___ RECORDS FOR THE TASK ___
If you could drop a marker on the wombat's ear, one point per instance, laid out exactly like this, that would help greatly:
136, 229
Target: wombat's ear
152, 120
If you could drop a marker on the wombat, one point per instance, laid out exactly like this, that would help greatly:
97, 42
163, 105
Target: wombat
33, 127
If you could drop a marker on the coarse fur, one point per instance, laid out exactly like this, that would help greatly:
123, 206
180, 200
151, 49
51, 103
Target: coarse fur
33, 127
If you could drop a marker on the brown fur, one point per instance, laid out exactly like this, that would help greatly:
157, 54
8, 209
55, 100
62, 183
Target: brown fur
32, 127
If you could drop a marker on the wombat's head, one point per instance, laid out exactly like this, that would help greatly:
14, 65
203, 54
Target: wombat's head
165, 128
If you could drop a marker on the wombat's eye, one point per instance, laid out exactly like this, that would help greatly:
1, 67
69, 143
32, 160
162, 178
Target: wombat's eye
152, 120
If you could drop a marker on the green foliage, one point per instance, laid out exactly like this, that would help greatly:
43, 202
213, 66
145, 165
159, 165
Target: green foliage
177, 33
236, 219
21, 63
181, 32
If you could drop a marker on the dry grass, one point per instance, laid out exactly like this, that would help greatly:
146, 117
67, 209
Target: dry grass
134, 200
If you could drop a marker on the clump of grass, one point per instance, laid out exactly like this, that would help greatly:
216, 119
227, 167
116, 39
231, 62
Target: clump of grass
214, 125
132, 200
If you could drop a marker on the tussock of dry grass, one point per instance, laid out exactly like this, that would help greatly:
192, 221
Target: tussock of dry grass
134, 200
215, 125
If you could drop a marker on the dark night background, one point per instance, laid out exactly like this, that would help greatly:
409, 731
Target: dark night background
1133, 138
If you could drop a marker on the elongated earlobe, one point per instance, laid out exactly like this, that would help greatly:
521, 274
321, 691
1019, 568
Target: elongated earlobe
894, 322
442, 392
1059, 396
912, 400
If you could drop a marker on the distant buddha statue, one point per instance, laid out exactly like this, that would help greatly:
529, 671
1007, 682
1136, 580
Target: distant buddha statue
___
▸ **TO DO**: Report every line from the material above that mentions the word "statue".

▸ **ANSWER BOX**:
If you could drop a marker on the distant buddha statue, one point per instance, laid out exactly like this, that would help greatly:
Target: distant buddha statue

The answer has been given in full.